- **SELECTED EXCERPT**:
= = = = =

I’m conducting a fun weekend poll (you can still vote!) and the results are interesting:
I’ve never liked heavily edited photos. In the old days, we used to say “Photoshopped images”, but now we have lots of apps and filters that will instantly turn you into something else. I always remember when a hiring manager met me for the first time and said, “You look just like your LinkedIn photo!” I replied, “Why wouldn’t I?”
While we decry the flood of misinformation, many people do like to put up a fake version of themselves online. This has been happening long before Gen AI appeared, with millions of people doing micro-variations of the same preening and pouting selfies on social media.
Come on, we don’t walk around in real life doing that. Try doing a “social media pout” at strangers in the subway carriage and see what happens.
But apart from the desire not to be authentic, there’s the desire for the average.
Please read this fascinating piece by Alex Murrell. It tells of a research project by two Russian artists that came to a horrifying conclusion IN THE 1990s:
“…from film to fashion and architecture to advertising, creative fields have become dominated and defined by convention and cliché. Distinctiveness has died. In every field we look at, we find that everything looks the same.”

= = = = =

- **DATA**:
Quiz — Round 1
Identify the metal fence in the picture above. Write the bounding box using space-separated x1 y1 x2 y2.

= = = = =

- **COMPLETE THE FOLLOWING**:
**a)** How does the post about edited photos support its claim that many people put a fake version of themselves online?
**b)** Rewrite the post about edited photos from "I’m conducting a" to "on social media.", replacing "LinkedIn" with "company website".

- **EXPECTED RESULTS**:
**a)** Millions of people post near-identical preening and pouting selfies, yet nobody acts that way in real life. The post makes the point by inviting readers to try a "social media pout" at strangers in a subway carriage and see what happens.

**b)**
I’m conducting a fun weekend poll (you can still vote!) and the results are interesting:
I’ve never liked heavily edited photos. In the old days, we used to say “Photoshopped images”, but now we have lots of apps and filters that will instantly turn you into something else. I always remember when a hiring manager met me for the first time and said, “You look just like your company website photo!” I replied, “Why wouldn’t I?”
While we decry the flood of misinformation, many people do like to put up a fake version of themselves online. This has been happening long before Gen AI appeared, with millions of people doing micro-variations of the same preening and pouting selfies on social media.